WORKING DATA Start Marker

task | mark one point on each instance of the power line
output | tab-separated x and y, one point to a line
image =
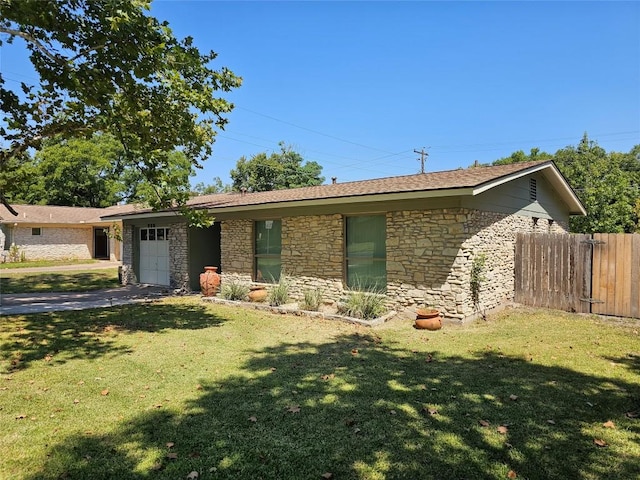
423	158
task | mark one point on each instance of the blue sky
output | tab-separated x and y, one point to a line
357	86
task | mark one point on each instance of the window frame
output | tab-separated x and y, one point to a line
257	256
347	257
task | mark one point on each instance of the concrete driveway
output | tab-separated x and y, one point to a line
25	303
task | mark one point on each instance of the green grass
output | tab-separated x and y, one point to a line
241	394
46	263
63	281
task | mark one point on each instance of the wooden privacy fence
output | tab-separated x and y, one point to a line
597	273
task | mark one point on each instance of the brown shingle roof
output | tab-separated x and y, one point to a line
473	177
445	180
48	214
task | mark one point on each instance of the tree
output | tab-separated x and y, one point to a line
74	172
108	66
216	187
608	184
277	171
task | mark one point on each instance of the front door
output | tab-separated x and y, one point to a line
101	243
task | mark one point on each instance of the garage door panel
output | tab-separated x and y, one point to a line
154	256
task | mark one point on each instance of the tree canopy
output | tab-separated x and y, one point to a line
278	171
108	66
608	184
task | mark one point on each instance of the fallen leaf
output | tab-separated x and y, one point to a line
599	442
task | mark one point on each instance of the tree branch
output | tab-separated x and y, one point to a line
5	202
17	33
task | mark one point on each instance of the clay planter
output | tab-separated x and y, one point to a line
209	281
428	319
258	293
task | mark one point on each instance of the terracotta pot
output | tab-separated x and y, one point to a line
427	313
428	319
258	294
210	281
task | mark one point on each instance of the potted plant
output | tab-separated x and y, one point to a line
428	318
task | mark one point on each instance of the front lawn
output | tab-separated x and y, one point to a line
61	281
179	390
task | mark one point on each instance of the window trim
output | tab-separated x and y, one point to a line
257	256
345	262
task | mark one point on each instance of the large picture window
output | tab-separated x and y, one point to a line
267	250
366	252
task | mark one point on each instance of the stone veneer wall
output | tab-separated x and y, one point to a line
312	254
54	243
179	256
429	255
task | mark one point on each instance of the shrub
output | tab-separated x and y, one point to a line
312	299
234	290
279	293
364	305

WORKING DATA End Marker

## TASK STATEMENT
Take each line of the material that contains the word "tree" and list it.

## EXPECTED ANSWER
task | mark one point on each instance of the tree
task | mark one point on each instance of the tree canopy
task | mark one point on each instance of the tree branch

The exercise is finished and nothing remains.